WHAT THE TASK ASKS
Decide whether each statement below agrees with the arsenic research summary, answering yes or no and quoting the summary's deciding words exactly. 1. Environmentally relevant levels of arsenic were found to increase oxidative stress. 2. Acute activation of Nrf2 can be protective. 3. Rescuing the blockage of autophagy restores normal Nrf2 signaling.

TEXT SEGMENT

Chronic environmental exposure to unsafe levels of arsenic has been linked to adverse health outcomes, including lung disease. The mechanisms underlying arsenic dust toxicity in lung tissue have not been fully elucidated. We have recently demonstrated that arsenic exposure activates the Nrf2 pathway and that while acute activation of Nrf2 can be protective, prolonged activation of Nrf2, which may occur in populations chronically exposed to arsenic, may be harmful. We have worked to elucidate the mechanism by which arsenic activates Nrf2 (i.e. acute vs. prolonged), and to determine if acute activation of Nrf2 prevents arsenic dust-induced lung injury. Our work shows that environmentally relevant levels of arsenic do not increase oxidative stress, but mainly disrupt normal cellular proteostasis, challenging the currently accepted notion in the field regarding how arsenic promotes disease progression. We have made critical discoveries regarding how arsenic exposure leads to lung injury, including the mechanism by which arsenic blocks autophagy, a key pathway whose dysfunction leads to chronic Nrf2 activation, and that rescuing this blockage restores normal Nrf2 signaling. Taken together, these findings indicate that compromised autophagy, and not enhanced oxidative stress occurs early during arsenite exposure, and that restoring the autophagy pathway and proper proteostasis could be a viable option for treating arsenic-linked diseases.
Dodson, M., M. Rojo de la Vega, B. Harder, R. Castro-Portuguez, S.D. Rodrigues, P.K. Wong, E. Chapman, D.D. Zhang. 2018. Low-level arsenic causes proteotoxic stress and not oxidative stress. Toxicol. Appl. Pharmacol. 341:106-113.
Dodson, M., M. Rojo de la Vega, A.B. Cholanians, C.J. Schmidlin, E. Chapman, and D.D. Zhang. 2018. Modulating NRF2 in disease: timing is everything. Annual Rev. Pharmacol. Toxicol. doi: 10.1146/annurev-pharmtox-010818-021856.

COLLECTED DATA
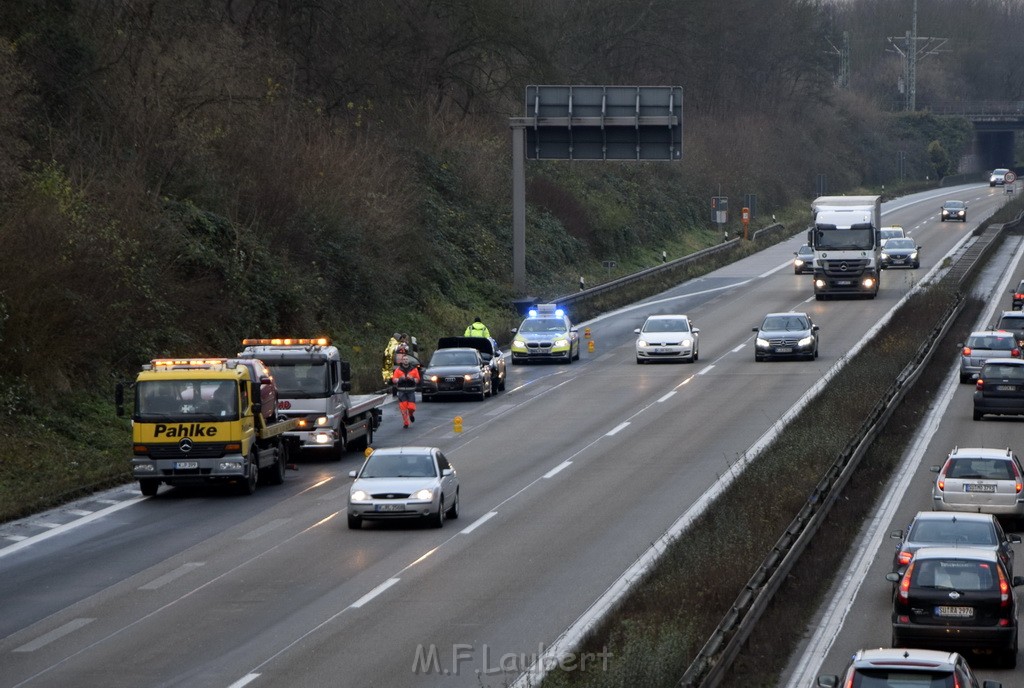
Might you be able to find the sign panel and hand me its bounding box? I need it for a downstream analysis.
[513,86,683,161]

RESULT
1. No: "environmentally relevant levels of arsenic do not increase oxidative stress"
2. Yes: "while acute activation of Nrf2 can be protective"
3. Yes: "rescuing this blockage restores normal Nrf2 signaling"